The state’s requirement for masking in schools will expire on Friday, March 11.
Today, the Newsom Administration announced the state’s requirement for masking in schools will expire on Friday, March 11, allowing students, regardless of vaccination status, to be without a face mask at school beginning Monday, March 14.
It is important to note that counties can still implement masking requirements for schools within their jurisdictions. School boards can also adopt their own masking requirements that extend beyond March 11. Already, Los Angeles County has issued a statement saying they will comply with CDPH guidelines, allowing all schools in LA County to move from mandating to strongly recommending masks.
“The next two weeks are important because we see our communities getting even lower transmission rates and that creates an even lower number of individuals getting infected,” said California Health & Human Services Agency Secretary Dr. Mark Ghaly. “California has 12 percent of students in the country but less than one percent of the closures this year. Giving even that little time to get to those lower rates is important.”
On Friday, the federal Centers for Disease Control and Prevention (CDC) updated national guidelines to recommend that schools use the same guidelines as general community settings, meaning masks are not required in areas that have low or medium levels of COVID-19 transmission and sufficient hospital capacity. CDC determines COVID-19 community levels by looking at hospital beds being used, hospital admissions, and the total number of new COVID-19 cases in an area.

────

▶ **Requirement A**: In the school masking announcement, on what day can students start being at school without a face mask?
▶ **Requirement B**: Resume the school masking announcement from its last sentence onward.

[Phrase grounding data]

────

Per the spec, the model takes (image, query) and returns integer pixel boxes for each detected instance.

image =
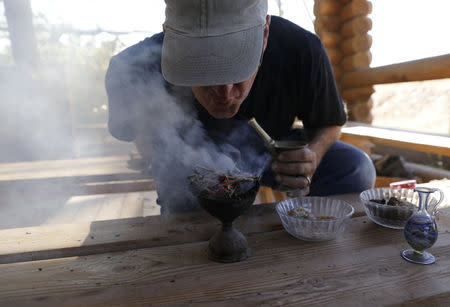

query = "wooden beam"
[341,123,450,156]
[3,0,38,69]
[0,193,364,263]
[340,53,450,88]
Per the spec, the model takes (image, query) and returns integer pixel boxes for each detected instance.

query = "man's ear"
[263,15,270,50]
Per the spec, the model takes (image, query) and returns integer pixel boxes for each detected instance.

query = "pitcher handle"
[432,188,444,216]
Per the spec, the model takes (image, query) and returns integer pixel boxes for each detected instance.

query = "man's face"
[192,16,270,118]
[192,70,258,118]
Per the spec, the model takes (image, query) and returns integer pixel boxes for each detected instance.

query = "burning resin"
[189,167,259,199]
[189,168,259,262]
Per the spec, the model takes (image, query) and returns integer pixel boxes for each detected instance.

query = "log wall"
[314,0,374,123]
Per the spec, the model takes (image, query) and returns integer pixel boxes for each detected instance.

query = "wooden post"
[3,0,38,69]
[314,0,374,153]
[314,0,374,123]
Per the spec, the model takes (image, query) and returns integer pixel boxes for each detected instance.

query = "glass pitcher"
[402,187,444,264]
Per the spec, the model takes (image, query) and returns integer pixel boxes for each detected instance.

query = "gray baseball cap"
[161,0,267,86]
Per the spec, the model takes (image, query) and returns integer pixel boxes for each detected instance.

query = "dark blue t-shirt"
[106,16,346,141]
[105,16,346,212]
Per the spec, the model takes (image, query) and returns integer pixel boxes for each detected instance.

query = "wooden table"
[0,156,155,195]
[0,194,450,306]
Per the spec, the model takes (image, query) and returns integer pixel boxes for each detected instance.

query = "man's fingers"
[272,161,314,176]
[277,148,314,162]
[276,174,311,189]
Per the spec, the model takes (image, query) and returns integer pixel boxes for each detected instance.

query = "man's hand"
[272,126,341,196]
[272,147,318,194]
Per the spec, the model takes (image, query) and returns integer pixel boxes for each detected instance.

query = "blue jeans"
[262,141,376,196]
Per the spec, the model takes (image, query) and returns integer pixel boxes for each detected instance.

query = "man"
[106,0,375,214]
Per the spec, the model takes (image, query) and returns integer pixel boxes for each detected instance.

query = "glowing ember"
[189,167,259,198]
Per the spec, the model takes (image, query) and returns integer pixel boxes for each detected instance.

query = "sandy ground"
[372,79,450,135]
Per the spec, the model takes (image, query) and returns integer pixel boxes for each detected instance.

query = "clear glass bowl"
[359,188,418,229]
[275,197,354,241]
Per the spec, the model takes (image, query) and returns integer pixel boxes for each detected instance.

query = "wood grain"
[0,194,364,263]
[341,54,450,88]
[0,217,450,306]
[342,123,450,156]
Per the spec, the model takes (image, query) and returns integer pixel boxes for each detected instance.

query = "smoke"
[107,48,268,212]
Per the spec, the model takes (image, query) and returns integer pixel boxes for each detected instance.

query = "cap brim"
[161,25,264,86]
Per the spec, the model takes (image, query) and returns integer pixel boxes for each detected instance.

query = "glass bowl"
[275,197,354,241]
[359,188,418,229]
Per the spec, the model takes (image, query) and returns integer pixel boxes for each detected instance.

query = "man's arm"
[305,126,341,165]
[272,126,341,194]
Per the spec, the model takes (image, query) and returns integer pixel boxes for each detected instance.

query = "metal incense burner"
[191,170,259,263]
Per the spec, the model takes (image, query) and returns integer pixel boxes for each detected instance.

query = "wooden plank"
[0,194,364,263]
[341,123,450,156]
[340,54,450,88]
[0,156,155,195]
[0,156,141,182]
[0,217,450,306]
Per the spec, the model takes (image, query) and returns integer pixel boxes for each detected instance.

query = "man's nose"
[213,84,233,97]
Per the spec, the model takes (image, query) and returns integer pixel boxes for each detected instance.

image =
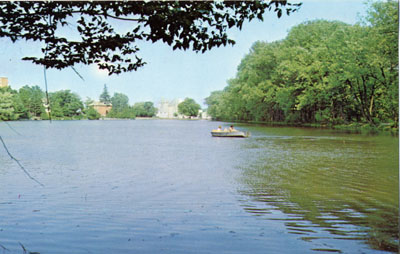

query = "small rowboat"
[211,131,250,138]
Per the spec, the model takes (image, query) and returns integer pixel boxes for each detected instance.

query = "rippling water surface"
[0,120,399,254]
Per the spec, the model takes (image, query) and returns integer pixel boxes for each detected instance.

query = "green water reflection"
[241,129,399,252]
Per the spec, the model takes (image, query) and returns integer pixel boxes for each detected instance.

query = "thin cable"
[0,136,44,187]
[4,121,23,136]
[43,66,51,123]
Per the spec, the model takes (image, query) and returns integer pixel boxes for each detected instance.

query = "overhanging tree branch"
[0,0,300,75]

────

▶ **Task answer A**: Monday, March 14

▶ **Task answer B**:
The CDC also unveiled a new color-coded system for following COVID-19 county-by-county. According to the new system, 70% of Americans live in areas that are now considered “low” or “medium” risk. The CDC says schools do not need to require masking in those areas. The CDC now only recommends universal masking in schools in communities that have a “high” risk.
Starting March 1, masks will no longer be required for unvaccinated individuals indoors but will continue to be strongly recommended for all individuals in most settings. Masks will still be required for everyone in high-transmission settings like public transit, emergency shelters, health care settings, correctional facilities, homeless shelters, and long-term care facilities.